_Instructions to follow_. List each line of the data below that contains the string "background", treating uppercase and lowercase as different.

=== Materials provided ===

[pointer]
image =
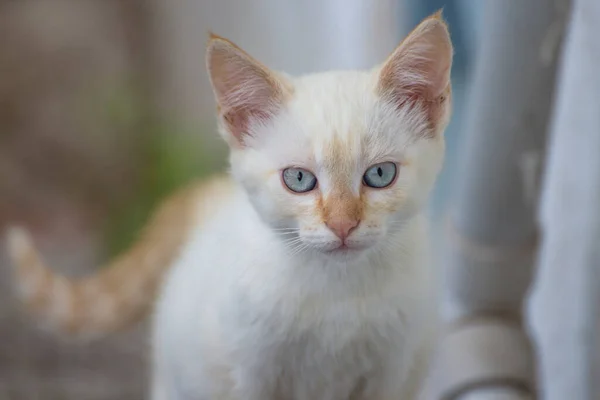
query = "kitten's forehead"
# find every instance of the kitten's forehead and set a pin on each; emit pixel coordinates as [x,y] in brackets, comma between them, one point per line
[337,125]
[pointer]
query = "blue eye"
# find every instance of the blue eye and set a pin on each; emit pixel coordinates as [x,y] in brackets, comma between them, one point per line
[299,180]
[380,175]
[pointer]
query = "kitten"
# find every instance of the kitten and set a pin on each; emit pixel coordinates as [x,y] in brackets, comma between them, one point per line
[305,274]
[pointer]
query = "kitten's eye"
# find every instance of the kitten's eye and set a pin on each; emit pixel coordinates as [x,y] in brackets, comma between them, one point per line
[380,175]
[299,180]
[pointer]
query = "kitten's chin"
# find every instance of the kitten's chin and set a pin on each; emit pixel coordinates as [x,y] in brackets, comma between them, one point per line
[345,253]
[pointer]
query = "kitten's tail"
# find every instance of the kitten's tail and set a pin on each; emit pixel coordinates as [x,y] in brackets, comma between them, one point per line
[120,293]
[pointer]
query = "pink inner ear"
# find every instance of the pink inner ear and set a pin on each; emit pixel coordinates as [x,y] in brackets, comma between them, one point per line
[418,71]
[246,90]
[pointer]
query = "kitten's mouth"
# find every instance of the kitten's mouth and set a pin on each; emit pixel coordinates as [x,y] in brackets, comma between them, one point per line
[343,249]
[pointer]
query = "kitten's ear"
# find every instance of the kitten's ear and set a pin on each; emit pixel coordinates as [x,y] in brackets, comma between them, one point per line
[245,90]
[419,69]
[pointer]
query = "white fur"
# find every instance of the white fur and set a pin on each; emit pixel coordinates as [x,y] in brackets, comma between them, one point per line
[256,309]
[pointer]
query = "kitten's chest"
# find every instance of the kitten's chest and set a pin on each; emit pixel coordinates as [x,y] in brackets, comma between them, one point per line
[349,350]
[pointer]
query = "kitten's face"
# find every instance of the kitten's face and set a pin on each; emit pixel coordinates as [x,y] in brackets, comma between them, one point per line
[336,162]
[338,158]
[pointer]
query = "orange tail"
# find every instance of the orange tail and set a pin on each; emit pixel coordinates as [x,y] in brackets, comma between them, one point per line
[120,293]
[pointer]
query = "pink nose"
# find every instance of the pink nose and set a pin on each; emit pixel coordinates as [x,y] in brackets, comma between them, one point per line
[342,227]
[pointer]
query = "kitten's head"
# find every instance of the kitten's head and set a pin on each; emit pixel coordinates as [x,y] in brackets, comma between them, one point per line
[336,162]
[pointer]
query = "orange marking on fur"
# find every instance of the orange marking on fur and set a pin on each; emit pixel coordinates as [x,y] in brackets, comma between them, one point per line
[141,268]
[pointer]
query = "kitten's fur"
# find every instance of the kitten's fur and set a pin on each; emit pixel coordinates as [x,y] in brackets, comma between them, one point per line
[257,303]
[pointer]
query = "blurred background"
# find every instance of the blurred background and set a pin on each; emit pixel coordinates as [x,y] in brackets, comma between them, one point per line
[105,107]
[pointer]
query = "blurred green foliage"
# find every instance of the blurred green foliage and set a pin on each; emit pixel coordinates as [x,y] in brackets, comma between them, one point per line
[169,156]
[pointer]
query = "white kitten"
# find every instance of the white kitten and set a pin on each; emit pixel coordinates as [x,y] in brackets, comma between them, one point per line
[305,276]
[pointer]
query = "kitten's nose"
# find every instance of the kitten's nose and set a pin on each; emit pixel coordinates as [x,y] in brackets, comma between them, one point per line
[342,227]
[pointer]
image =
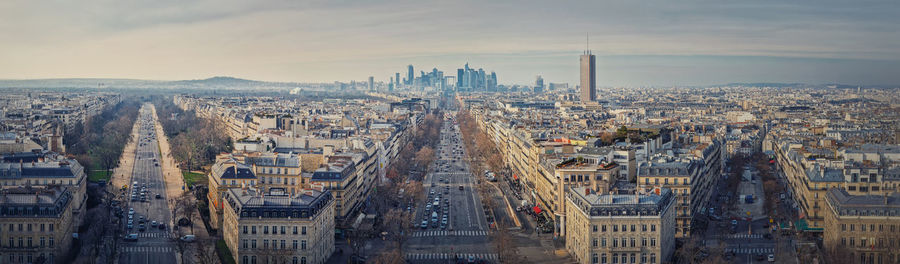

===

_Response to the task_.
query = "blurred background"
# find every instance of the blurred background and set a pin on each; emit pixel coordinates as [x,y] in brackets, comma between them, one point per line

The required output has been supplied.